● TEXT BLOCK
Canberra, Australia ( — As Australia lawmakers debate whether or not to legalize the abortion drug there, the company that manufacturers a drug used in the abortion process says it is unsafe for women to use in abortions.

The dangerous abortion drug RU 486 involves a two part process. Women take two drugs to complete the abortion.

The first drug essentially deprives the unborn child of the nourishment she normally receives during the pregnancy from her mother. That kills the developing baby. The second drug causes contractions and induces labor, expelling the baby’s body in a miscarriage.

The maker of the second drug, called Misoprostol or Cyotec, has said before that the medication, intended for treating ulcers, should not be used in abortion.

With the Australian abortion debate in high gear, the manufacturer, Pfizer, says again that it can’t vouch for the drugs safety when it is misused by abortion practitioners.

Pfizer says the miscarriages can be dangerous, and indeed women have died from using the abortion drug in the United States, Canada, Sweden and elsewhere.

The company also says the clinical tests it has performed on the drug only apply to its use as an ulcer medication.

"We would not recommend use outside TGA-endorsed indication and at this stage that just involves stomach ulcers," a representative of Pfizer Australia told The Australian newspaper. "To get any other use of the drug would involve major clinical trials and that can take years."

Medical associations also note the off label use of the drug is not endorsed by the company.

● DATA PROVIDED
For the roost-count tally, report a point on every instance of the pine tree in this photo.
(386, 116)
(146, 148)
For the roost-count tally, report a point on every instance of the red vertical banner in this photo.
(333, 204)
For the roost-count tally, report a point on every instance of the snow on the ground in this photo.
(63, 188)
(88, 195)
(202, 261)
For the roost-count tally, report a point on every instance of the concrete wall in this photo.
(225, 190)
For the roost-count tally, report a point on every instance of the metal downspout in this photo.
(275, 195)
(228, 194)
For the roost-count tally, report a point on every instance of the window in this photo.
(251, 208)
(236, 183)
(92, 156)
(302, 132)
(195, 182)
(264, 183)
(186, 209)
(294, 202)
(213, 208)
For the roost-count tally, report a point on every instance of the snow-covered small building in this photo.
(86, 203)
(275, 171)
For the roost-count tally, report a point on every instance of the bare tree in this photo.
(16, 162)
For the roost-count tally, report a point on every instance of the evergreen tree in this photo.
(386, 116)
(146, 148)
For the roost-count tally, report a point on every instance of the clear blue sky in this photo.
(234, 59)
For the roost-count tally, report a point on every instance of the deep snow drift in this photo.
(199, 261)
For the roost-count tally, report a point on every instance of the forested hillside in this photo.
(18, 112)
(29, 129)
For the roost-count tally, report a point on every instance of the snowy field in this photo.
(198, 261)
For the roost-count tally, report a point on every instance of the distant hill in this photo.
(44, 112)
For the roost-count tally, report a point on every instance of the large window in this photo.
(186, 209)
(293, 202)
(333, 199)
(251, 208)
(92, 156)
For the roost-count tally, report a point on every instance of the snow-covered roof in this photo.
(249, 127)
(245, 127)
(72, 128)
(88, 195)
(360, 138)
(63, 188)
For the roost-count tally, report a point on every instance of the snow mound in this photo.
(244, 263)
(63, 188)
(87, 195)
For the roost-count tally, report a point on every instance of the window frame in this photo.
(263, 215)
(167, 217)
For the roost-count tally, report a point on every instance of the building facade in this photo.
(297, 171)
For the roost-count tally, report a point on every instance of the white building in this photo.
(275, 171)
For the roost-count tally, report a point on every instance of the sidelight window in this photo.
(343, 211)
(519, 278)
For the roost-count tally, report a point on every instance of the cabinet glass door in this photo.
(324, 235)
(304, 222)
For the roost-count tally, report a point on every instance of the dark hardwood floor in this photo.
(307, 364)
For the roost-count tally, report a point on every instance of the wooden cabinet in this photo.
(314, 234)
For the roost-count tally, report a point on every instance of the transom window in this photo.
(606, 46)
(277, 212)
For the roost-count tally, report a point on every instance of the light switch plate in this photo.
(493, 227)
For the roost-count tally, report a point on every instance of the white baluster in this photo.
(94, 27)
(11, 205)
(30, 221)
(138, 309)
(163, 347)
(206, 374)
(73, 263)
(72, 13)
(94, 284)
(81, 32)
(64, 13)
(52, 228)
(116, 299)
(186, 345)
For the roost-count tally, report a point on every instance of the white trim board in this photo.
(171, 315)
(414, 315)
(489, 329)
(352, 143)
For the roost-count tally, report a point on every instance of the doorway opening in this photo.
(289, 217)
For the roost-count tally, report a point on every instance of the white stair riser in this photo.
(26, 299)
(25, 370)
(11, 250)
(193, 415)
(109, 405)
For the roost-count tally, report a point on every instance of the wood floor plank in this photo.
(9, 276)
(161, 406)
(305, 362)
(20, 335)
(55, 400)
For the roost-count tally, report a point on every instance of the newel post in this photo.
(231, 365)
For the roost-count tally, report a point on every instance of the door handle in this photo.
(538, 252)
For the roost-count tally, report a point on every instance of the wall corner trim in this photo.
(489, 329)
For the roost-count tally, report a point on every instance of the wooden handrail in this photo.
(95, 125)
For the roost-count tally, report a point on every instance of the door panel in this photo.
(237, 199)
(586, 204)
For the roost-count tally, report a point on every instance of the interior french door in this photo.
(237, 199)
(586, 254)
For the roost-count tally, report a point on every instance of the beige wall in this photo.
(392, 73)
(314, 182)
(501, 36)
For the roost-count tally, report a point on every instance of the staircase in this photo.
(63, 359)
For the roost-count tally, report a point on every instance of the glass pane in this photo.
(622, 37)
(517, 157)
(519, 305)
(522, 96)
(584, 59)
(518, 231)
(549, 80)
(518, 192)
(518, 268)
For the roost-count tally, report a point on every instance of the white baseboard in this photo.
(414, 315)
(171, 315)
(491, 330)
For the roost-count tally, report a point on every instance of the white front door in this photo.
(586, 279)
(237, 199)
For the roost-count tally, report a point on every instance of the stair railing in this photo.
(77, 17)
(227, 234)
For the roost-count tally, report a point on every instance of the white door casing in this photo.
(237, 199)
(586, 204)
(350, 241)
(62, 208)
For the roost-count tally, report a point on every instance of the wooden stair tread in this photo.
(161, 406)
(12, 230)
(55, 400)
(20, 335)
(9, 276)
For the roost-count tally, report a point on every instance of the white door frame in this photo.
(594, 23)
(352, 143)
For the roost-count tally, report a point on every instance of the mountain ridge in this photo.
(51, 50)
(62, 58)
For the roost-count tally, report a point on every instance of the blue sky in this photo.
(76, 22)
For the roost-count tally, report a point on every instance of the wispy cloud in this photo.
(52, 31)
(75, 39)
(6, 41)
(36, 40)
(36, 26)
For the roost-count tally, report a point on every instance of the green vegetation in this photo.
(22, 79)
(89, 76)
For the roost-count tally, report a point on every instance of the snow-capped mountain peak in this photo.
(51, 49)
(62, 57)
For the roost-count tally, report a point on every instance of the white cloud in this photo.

● CHECK YOUR UNDERSTANDING
**a.** Answer these questions using the article on Pfizer and the abortion drug debate in Australia.
(i) What condition is Misoprostol intended to treat?
(ii) Which company makes the second drug used in the process?
(iii) In which countries does the article say women have died from using the abortion drug?
**b.** Extract the passage of the article on Pfizer and the abortion drug debate, starting with "Pfizer says the" and going on through "Sweden and elsewhere.".
Answer using only the text, not the listing.

● RESPONSES TO THE EXERCISE
**a.**
(i) Ulcers.
(ii) Pfizer.
(iii) The United States, Canada, Sweden and elsewhere.

**b.**
Pfizer says the miscarriages can be dangerous, and indeed women have died from using the abortion drug in the United States, Canada, Sweden and elsewhere.